**EXERCISE INSTRUCTIONS**.
Reproduce all of the rows below verbatim, keeping every line and character unchanged.
-.-.-
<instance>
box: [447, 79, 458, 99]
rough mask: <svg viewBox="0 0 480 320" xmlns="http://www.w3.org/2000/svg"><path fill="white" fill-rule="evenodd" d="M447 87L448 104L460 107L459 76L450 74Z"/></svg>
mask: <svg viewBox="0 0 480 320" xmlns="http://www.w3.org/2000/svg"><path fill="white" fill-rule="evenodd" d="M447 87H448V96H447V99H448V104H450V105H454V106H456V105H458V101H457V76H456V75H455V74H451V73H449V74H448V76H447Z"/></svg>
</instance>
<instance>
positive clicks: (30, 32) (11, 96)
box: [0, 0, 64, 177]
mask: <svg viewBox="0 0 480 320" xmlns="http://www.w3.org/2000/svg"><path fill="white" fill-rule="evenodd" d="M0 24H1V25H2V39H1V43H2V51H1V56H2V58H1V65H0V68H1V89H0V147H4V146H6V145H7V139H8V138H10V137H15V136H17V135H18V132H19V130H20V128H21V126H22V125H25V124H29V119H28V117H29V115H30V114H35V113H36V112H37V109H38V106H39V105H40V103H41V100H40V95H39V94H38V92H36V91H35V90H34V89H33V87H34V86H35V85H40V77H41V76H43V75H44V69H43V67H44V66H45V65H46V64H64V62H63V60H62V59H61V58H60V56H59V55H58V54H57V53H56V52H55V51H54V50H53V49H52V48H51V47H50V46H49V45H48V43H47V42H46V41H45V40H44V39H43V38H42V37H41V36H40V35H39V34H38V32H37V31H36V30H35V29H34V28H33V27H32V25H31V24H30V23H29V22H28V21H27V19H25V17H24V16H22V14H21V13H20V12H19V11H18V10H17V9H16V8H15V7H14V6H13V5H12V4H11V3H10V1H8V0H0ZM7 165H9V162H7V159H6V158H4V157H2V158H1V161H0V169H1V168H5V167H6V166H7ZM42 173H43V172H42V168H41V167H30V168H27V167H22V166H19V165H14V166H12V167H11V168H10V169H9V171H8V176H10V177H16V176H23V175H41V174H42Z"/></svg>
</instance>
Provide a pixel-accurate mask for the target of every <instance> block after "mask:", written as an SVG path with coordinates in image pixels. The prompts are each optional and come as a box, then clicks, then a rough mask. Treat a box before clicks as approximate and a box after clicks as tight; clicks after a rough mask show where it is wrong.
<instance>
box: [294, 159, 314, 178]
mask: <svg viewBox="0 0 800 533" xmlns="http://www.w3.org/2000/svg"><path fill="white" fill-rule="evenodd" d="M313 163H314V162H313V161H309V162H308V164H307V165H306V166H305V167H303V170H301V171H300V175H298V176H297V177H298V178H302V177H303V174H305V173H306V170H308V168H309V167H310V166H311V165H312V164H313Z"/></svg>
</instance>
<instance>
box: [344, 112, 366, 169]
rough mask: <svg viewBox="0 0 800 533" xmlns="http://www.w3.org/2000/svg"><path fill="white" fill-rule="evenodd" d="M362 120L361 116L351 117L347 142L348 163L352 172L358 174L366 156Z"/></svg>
-.-.-
**RESULT OF THE EXERCISE**.
<instance>
box: [447, 79, 458, 99]
rough mask: <svg viewBox="0 0 480 320" xmlns="http://www.w3.org/2000/svg"><path fill="white" fill-rule="evenodd" d="M447 87L448 104L460 107L459 76L450 74Z"/></svg>
mask: <svg viewBox="0 0 480 320" xmlns="http://www.w3.org/2000/svg"><path fill="white" fill-rule="evenodd" d="M447 87H448V96H447V99H448V104H450V105H454V106H456V105H458V101H457V76H456V75H455V74H451V73H449V74H448V76H447Z"/></svg>
</instance>
<instance>
positive clicks: (30, 32) (11, 96)
box: [0, 0, 64, 177]
mask: <svg viewBox="0 0 480 320" xmlns="http://www.w3.org/2000/svg"><path fill="white" fill-rule="evenodd" d="M0 24H1V25H2V39H1V43H2V51H1V56H2V58H1V65H0V68H1V89H0V147H4V146H6V145H7V139H8V138H10V137H15V136H17V135H18V132H19V130H20V128H21V126H22V125H25V124H29V119H28V117H29V115H30V114H35V113H36V112H37V109H38V106H39V105H40V103H41V100H40V95H39V94H38V92H36V91H35V90H34V89H33V87H34V86H35V85H40V77H41V76H43V75H44V69H43V67H44V66H45V65H46V64H64V62H63V60H62V59H61V58H60V56H59V55H58V54H57V53H56V52H55V51H54V50H53V49H52V48H51V47H50V46H49V45H48V43H47V42H46V41H45V40H44V39H43V38H42V37H41V36H40V35H39V34H38V32H37V31H36V30H35V29H34V28H33V27H32V25H31V24H30V23H29V22H28V21H27V19H25V17H24V16H22V14H21V13H20V12H19V11H18V10H17V9H16V8H15V7H14V6H13V5H12V4H11V3H10V1H8V0H0ZM7 165H9V162H7V159H6V158H4V157H2V158H1V161H0V169H1V168H5V167H6V166H7ZM42 173H43V172H42V168H41V167H30V168H27V167H22V166H19V165H14V166H12V167H11V168H10V169H9V171H8V176H10V177H16V176H23V175H41V174H42Z"/></svg>
</instance>
Provide a pixel-accurate mask for the target of every <instance> block after "mask:", written as an SVG path with coordinates in image pixels. The prompts are each optional and come as a box, then clicks, then a rough mask. Treat a box before clicks as approximate and a box after clicks as tight; clicks after a rough mask show where it is wrong.
<instance>
box: [294, 159, 314, 178]
mask: <svg viewBox="0 0 800 533" xmlns="http://www.w3.org/2000/svg"><path fill="white" fill-rule="evenodd" d="M313 163H314V162H313V161H309V162H308V164H307V165H306V166H305V167H303V170H301V171H300V175H298V176H297V177H298V178H302V177H303V174H305V173H306V170H308V168H309V167H310V166H311V165H312V164H313Z"/></svg>
</instance>
<instance>
box: [344, 112, 366, 169]
rough mask: <svg viewBox="0 0 800 533" xmlns="http://www.w3.org/2000/svg"><path fill="white" fill-rule="evenodd" d="M362 120L361 116L351 117L347 142L348 163L352 172L358 174L366 156Z"/></svg>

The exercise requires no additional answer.